* Begin *

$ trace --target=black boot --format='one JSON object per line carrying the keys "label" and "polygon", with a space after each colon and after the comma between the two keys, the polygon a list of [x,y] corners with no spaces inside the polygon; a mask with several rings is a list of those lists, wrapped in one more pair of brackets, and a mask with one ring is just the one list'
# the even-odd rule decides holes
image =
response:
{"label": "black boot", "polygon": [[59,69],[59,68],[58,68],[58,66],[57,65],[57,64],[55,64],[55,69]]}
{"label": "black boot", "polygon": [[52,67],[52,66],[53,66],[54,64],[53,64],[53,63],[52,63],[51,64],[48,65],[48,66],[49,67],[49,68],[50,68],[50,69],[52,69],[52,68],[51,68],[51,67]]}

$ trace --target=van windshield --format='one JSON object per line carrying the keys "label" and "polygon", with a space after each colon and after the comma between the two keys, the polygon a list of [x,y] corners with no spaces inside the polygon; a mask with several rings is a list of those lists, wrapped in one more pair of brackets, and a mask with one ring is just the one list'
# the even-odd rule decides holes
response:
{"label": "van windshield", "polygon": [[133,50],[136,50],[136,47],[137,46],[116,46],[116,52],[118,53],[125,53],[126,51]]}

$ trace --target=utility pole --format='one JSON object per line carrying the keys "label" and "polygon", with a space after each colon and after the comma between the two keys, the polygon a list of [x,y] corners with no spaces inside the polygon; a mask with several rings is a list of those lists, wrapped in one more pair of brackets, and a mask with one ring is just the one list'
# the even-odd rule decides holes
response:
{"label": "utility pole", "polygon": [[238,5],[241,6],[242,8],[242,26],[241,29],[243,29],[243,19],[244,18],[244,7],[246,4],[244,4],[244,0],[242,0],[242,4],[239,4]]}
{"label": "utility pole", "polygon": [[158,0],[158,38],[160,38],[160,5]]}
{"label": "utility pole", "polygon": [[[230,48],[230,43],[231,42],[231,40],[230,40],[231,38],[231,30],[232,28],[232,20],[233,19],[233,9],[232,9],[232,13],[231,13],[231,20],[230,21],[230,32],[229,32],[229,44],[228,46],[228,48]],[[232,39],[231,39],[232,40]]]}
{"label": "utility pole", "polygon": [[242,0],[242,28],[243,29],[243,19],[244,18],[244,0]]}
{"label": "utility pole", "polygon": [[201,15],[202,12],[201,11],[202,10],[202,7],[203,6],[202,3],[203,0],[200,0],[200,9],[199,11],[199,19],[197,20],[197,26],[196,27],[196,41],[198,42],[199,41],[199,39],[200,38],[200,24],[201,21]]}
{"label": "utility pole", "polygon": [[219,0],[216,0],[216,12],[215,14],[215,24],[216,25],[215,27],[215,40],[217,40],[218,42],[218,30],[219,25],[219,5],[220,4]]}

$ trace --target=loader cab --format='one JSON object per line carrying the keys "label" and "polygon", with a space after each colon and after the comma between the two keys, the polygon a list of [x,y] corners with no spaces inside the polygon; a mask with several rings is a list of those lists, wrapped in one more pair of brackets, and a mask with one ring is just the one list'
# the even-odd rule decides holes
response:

* End *

▸ **WORK TO DO**
Render the material above as a Markdown table with columns Row and Line, starting at the line containing "trace --target=utility pole" and ending at the last line of the material. Number each row and leave out blank lines.

▸ **SOLUTION FOR THIS EXERCISE**
| Row | Line |
|---|---|
| 1 | $ trace --target=utility pole --format='one JSON object per line carrying the keys "label" and "polygon", with a space after each colon and after the comma between the two keys, the polygon a list of [x,y] corners with no spaces inside the polygon; a mask with several rings is a list of those lists, wrapped in one more pair of brackets, and a mask with one ring is just the one list' |
| 2 | # the even-odd rule decides holes |
| 3 | response: |
| 4 | {"label": "utility pole", "polygon": [[238,5],[241,6],[242,8],[242,26],[241,29],[243,29],[243,19],[244,18],[244,7],[246,4],[244,4],[244,0],[242,0],[242,4],[239,4]]} |
| 5 | {"label": "utility pole", "polygon": [[158,0],[158,38],[160,38],[160,5]]} |
| 6 | {"label": "utility pole", "polygon": [[[230,48],[230,43],[231,42],[231,40],[230,40],[231,38],[231,30],[232,28],[232,20],[233,19],[233,9],[232,9],[232,13],[231,13],[231,20],[230,21],[230,32],[229,32],[229,44],[228,46],[228,48]],[[232,39],[231,39],[232,40]]]} |
| 7 | {"label": "utility pole", "polygon": [[242,0],[242,28],[243,29],[243,19],[244,18],[244,0]]} |
| 8 | {"label": "utility pole", "polygon": [[201,15],[202,12],[201,11],[202,10],[202,7],[203,6],[202,3],[203,0],[200,0],[200,9],[199,11],[199,19],[197,20],[197,26],[196,27],[196,41],[198,42],[199,41],[199,39],[200,38],[200,24],[201,21]]} |
| 9 | {"label": "utility pole", "polygon": [[219,0],[216,0],[216,12],[215,14],[215,24],[216,25],[215,27],[215,40],[217,40],[218,42],[218,30],[219,25],[219,5],[220,4]]} |
| 10 | $ trace --target=loader cab --format='one JSON object per line carrying the keys "label" and "polygon", with a space after each colon and after the comma between the two keys, the polygon a list of [x,y] corners with no spaces inside the polygon; a mask with several rings is a list of those lists, wrapped in one more pair of brackets, and a mask with one ring is just the one list' |
| 11 | # the even-odd rule decides holes |
| 12 | response: |